(Extracted records)

----------

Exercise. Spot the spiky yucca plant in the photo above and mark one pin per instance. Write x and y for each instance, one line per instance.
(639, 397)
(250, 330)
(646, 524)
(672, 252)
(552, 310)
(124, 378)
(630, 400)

----------

The records above should be given again in full, exactly as written.

* [REPLY]
Exercise. Spot the spiky yucca plant in the photo above and mark one pin per instance. Write x and y for each instance, one line per instance.
(639, 397)
(250, 330)
(646, 524)
(672, 252)
(552, 310)
(124, 378)
(630, 400)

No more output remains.